◆ DESCRIPTION OF THE TASK:
Please copy the listing from its first line through the line containing "M 66 261 L 67", changing "bare tree" to "leafless tree" and leaving everything else as it is.

◆ DATA ENTRIES:
==============================

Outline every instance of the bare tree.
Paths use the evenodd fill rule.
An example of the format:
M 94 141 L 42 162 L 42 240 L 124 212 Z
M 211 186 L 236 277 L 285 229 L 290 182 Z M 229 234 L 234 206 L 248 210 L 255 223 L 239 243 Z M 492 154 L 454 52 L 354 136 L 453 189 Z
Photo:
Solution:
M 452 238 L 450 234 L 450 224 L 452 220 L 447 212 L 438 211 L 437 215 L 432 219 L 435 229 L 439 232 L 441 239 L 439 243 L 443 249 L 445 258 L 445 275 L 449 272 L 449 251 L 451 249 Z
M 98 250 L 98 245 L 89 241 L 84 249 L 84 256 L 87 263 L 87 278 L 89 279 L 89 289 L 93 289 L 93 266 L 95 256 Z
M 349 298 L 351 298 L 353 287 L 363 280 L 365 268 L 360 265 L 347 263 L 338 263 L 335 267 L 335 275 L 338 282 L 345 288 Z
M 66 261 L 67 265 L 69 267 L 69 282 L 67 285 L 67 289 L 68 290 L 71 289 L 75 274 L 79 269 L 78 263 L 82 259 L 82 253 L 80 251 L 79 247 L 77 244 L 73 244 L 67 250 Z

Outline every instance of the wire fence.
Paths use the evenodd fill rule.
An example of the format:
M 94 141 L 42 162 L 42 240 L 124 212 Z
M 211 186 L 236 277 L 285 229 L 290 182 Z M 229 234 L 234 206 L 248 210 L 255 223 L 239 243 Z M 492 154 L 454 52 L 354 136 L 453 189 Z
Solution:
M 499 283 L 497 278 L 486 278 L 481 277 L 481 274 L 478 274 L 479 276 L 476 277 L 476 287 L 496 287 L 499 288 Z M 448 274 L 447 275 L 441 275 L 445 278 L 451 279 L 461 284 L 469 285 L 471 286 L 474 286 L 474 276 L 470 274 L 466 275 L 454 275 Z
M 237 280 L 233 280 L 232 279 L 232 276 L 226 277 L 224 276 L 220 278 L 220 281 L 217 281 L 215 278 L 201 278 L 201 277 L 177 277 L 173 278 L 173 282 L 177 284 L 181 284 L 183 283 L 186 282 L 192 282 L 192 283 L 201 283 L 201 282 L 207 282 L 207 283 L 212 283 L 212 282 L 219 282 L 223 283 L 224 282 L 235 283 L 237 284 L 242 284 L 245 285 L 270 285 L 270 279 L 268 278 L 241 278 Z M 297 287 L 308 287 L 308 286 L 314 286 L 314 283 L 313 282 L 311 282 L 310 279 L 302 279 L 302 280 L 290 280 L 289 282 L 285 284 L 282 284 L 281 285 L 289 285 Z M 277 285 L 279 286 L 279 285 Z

==============================

◆ RESULT BELOW:
Outline every instance of the leafless tree.
Paths use the evenodd fill rule.
An example of the format:
M 94 141 L 42 162 L 42 240 L 124 212 Z
M 211 186 L 236 277 L 285 229 L 290 182 Z M 229 234 L 234 206 L 248 210 L 255 223 L 239 243 Z M 492 154 L 454 52 L 354 136 L 453 189 Z
Photo:
Solution:
M 452 238 L 450 234 L 450 224 L 452 220 L 447 212 L 438 211 L 437 215 L 432 219 L 435 229 L 439 232 L 441 239 L 439 243 L 443 249 L 445 258 L 445 275 L 449 272 L 449 251 L 451 249 Z
M 98 250 L 98 245 L 89 241 L 84 249 L 84 256 L 87 263 L 87 278 L 89 279 L 89 289 L 93 289 L 93 266 L 95 256 Z
M 349 298 L 351 298 L 353 287 L 363 280 L 365 268 L 360 265 L 347 263 L 338 263 L 335 267 L 335 275 L 338 282 L 345 288 Z
M 66 261 L 67 265 L 69 267 L 69 282 L 67 285 L 67 289 L 68 290 L 71 289 L 75 274 L 79 269 L 78 263 L 82 259 L 82 253 L 80 251 L 79 247 L 77 244 L 73 244 L 67 250 Z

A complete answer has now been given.